◆ **Exercise aim**: From the data below, write out again every line of the part that opens with the line containing "wanted | a marker on every instance of the wooden podium" and closes with the line containing "<point>973,526</point>". Raise each coordinate in the answer points by 10, and leave the sample points unchanged.

◆ **Data extract**:
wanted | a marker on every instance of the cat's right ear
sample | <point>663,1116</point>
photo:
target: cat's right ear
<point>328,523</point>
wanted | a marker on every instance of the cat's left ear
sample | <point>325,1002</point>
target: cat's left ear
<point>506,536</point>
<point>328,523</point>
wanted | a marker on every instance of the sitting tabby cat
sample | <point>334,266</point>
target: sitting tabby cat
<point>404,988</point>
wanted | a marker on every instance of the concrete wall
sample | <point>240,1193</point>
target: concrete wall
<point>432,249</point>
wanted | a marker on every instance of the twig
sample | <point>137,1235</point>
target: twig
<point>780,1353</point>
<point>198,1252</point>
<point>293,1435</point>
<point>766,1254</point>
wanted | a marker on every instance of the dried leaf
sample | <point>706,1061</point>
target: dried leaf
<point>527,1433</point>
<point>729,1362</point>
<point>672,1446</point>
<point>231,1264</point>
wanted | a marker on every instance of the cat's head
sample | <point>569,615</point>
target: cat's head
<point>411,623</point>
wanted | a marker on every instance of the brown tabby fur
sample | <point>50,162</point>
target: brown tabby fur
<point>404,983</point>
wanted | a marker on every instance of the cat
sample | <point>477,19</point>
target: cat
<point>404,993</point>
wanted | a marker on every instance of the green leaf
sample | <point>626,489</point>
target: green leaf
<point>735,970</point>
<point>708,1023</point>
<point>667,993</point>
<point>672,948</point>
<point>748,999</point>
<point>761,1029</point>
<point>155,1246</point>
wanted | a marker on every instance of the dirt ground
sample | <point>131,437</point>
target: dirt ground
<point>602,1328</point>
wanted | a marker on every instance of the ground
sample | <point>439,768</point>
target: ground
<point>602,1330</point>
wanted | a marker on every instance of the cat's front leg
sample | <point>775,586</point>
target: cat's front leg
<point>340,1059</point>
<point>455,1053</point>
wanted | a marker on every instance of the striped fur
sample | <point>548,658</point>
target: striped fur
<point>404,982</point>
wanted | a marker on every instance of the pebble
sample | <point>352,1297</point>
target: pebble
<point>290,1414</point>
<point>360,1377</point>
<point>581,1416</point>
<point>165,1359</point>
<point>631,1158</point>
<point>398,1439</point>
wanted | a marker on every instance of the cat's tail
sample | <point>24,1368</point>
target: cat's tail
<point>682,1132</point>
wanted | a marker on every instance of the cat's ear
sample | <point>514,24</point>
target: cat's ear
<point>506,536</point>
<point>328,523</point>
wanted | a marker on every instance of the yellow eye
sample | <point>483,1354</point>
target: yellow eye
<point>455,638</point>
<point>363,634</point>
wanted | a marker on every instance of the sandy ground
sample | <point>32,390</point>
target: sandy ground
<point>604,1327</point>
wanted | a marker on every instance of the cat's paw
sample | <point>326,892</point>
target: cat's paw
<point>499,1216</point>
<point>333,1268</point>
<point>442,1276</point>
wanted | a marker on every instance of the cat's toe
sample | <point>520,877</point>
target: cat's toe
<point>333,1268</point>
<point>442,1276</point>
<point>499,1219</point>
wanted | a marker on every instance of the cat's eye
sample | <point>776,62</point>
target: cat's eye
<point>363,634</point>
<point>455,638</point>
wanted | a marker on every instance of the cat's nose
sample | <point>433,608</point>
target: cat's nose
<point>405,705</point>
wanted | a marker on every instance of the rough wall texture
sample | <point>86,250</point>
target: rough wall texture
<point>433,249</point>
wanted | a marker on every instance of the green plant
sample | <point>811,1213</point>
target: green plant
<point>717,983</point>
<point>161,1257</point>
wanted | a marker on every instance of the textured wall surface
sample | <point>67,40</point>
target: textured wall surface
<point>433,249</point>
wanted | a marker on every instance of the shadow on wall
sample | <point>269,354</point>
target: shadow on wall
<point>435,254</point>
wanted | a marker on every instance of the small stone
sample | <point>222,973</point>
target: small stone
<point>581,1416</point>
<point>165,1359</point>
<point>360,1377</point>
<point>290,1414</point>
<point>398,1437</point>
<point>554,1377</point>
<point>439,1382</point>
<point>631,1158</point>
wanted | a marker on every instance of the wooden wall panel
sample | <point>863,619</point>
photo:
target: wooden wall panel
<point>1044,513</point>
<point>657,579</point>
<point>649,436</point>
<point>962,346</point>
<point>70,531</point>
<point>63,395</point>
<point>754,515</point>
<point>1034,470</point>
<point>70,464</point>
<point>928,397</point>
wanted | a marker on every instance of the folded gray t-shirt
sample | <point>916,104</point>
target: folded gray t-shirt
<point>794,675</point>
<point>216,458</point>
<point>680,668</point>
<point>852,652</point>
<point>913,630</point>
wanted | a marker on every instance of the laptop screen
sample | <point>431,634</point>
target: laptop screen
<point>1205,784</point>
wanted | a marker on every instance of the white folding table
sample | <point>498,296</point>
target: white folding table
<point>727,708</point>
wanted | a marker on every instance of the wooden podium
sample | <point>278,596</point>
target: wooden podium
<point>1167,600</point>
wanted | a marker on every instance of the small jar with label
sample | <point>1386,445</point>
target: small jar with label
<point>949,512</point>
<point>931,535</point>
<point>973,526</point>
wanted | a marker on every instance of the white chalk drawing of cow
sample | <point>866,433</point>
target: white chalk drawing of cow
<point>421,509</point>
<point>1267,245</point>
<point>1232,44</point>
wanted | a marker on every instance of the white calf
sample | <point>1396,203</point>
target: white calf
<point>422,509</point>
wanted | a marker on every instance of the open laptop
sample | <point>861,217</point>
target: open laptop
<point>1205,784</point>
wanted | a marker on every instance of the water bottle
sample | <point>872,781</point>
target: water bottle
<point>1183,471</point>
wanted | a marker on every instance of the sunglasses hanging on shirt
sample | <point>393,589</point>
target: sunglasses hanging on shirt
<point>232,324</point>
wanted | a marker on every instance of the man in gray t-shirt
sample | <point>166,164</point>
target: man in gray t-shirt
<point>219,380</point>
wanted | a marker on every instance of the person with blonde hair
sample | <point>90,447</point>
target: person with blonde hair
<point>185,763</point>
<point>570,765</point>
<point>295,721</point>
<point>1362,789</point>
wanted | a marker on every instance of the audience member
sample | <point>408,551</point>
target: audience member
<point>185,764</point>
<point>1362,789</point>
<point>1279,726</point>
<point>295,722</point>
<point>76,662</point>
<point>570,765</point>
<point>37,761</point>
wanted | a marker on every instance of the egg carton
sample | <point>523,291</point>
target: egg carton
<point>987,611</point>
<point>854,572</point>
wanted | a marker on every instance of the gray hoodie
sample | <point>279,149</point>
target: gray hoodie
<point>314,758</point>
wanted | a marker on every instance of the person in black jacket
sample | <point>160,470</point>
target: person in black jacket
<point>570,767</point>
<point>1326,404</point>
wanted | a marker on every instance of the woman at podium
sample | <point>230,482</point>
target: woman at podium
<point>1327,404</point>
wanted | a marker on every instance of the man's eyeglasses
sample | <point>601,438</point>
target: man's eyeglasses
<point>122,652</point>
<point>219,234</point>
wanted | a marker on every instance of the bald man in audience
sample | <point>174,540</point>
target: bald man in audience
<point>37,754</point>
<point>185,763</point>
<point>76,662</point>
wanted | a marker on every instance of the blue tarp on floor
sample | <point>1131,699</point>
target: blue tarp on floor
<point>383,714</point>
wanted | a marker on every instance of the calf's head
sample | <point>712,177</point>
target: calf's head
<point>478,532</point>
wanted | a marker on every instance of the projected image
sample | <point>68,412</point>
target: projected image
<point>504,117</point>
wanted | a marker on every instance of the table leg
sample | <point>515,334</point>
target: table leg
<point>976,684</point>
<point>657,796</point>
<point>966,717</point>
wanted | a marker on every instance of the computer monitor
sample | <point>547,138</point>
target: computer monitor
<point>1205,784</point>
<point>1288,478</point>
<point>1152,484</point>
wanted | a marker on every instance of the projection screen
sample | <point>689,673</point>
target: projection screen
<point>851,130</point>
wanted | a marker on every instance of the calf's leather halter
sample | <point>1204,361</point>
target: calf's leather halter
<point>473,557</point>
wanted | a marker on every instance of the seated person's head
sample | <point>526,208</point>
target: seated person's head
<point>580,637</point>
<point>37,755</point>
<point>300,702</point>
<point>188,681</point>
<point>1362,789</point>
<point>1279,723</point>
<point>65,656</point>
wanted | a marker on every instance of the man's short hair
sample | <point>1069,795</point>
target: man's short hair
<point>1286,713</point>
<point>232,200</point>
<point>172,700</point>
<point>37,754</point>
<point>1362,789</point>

◆ **Full answer**:
wanted | a marker on every instance of the wooden podium
sample | <point>278,596</point>
target: wooden podium
<point>1177,610</point>
wanted | a marker on every instance of the small jar with label
sample | <point>1386,445</point>
target: small jar with label
<point>959,522</point>
<point>941,545</point>
<point>983,536</point>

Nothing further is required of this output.